++++ TEKSTGEDEELTE

ECLI:NL:HR:2014:2846

Hoge Raad

Datum uitspraak
30 september 2014
Publicatiedatum
30 september 2014
Zaaknummer
13/04797
Instantie
Hoge Raad
Type
Uitspraak
Rechtsgebied
Strafrecht
Procedures
  • Cassatie
Rechters
Vindplaatsen
  • Rechtspraak.nl
AI samenvatting door LexboostAutomatisch gegenereerd

Niet-ontvankelijkheid van de verdachte in cassatie wegens het ontbreken van middelen van cassatie

Op 30 september 2014 heeft de Hoge Raad der Nederlanden uitspraak gedaan in de zaak met nummer 13/04797. Het beroep in cassatie was ingesteld door de verdachte, geboren in 1978, tegen een arrest van het Gerechtshof te 's-Gravenhage van 21 december 2012. De verdachte had geen schriftuur houdende middelen van cassatie ingediend, wat noodzakelijk is volgens artikel 437, tweede lid, van het Wetboek van Strafvordering. De Advocaat-Generaal E.J. Hofstee heeft geconcludeerd tot niet-ontvankelijkverklaring van de verdachte in het beroep. De Hoge Raad heeft geoordeeld dat de verdachte niet binnen de wettelijk gestelde termijn een raadsman heeft ingeschakeld om de benodigde schriftuur in te dienen. Hierdoor is niet voldaan aan de wettelijke vereisten, wat leidt tot de conclusie dat de verdachte niet kan worden ontvangen in het beroep. De Hoge Raad heeft de verdachte dan ook niet-ontvankelijk verklaard in het beroep.

++++++++

• VEREISTE HANDELING
Tegen welk arrest had de verdachte volgens de uitspraak van de Hoge Raad beroep in cassatie ingesteld? Baseer je uitsluitend op de tekst hierboven.

++++ GETOONDE RIJEN

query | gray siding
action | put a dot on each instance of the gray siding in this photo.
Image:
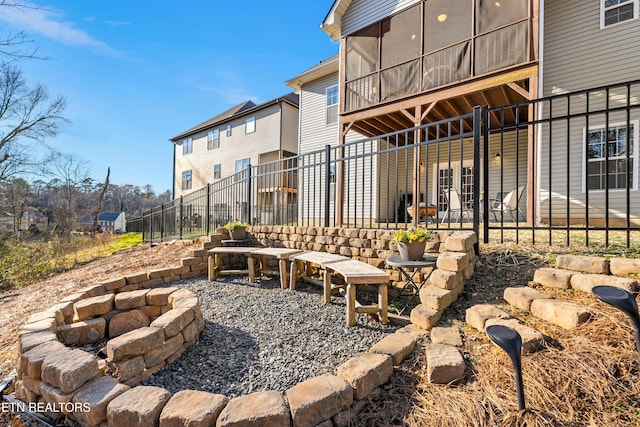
(314, 132)
(364, 12)
(578, 54)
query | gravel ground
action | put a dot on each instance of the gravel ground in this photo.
(259, 337)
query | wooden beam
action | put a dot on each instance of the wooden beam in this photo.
(493, 81)
(427, 110)
(520, 90)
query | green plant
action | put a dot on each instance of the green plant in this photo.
(235, 225)
(412, 234)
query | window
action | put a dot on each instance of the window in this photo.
(186, 180)
(616, 11)
(610, 147)
(213, 139)
(187, 146)
(242, 164)
(332, 104)
(250, 125)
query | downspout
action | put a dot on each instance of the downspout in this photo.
(540, 109)
(173, 180)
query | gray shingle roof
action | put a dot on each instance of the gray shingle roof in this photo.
(235, 112)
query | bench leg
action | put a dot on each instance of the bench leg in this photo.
(351, 305)
(293, 276)
(252, 269)
(211, 267)
(326, 296)
(262, 265)
(282, 264)
(382, 303)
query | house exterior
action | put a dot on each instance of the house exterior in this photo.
(218, 152)
(407, 63)
(109, 222)
(229, 142)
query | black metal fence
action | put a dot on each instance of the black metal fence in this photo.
(574, 156)
(557, 170)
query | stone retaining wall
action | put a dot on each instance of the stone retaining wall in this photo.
(119, 309)
(145, 329)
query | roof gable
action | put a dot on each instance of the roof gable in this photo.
(235, 112)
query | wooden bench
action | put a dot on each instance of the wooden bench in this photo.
(216, 267)
(282, 254)
(353, 272)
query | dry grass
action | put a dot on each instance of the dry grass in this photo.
(583, 377)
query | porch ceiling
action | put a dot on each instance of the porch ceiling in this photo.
(442, 105)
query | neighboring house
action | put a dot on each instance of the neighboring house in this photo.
(109, 222)
(34, 217)
(228, 143)
(406, 63)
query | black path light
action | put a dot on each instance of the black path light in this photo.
(622, 300)
(510, 341)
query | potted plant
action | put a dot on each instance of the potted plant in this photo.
(411, 242)
(237, 229)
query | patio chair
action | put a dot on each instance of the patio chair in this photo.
(455, 206)
(510, 203)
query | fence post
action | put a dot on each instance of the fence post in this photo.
(180, 218)
(477, 123)
(249, 195)
(485, 132)
(161, 221)
(327, 183)
(207, 210)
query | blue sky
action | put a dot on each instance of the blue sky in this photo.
(136, 73)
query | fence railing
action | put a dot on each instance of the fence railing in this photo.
(556, 170)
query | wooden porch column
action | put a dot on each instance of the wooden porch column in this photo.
(532, 148)
(339, 210)
(416, 167)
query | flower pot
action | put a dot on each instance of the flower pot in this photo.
(238, 234)
(413, 251)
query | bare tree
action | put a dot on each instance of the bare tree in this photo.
(95, 227)
(13, 198)
(25, 112)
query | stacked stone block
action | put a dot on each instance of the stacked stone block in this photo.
(150, 327)
(147, 329)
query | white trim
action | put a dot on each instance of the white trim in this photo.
(634, 156)
(603, 8)
(334, 105)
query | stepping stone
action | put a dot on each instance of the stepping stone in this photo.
(553, 277)
(96, 394)
(318, 399)
(398, 346)
(585, 282)
(478, 315)
(522, 297)
(425, 317)
(448, 336)
(192, 408)
(585, 264)
(445, 364)
(140, 406)
(625, 267)
(365, 372)
(266, 408)
(567, 315)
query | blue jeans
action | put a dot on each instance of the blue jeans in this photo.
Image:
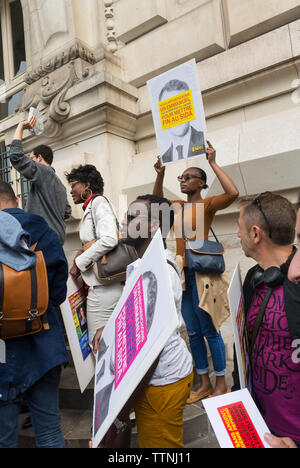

++++++++

• ANTWOORDVAK
Tegen een arrest van het Gerechtshof te 's-Gravenhage van 21 december 2012.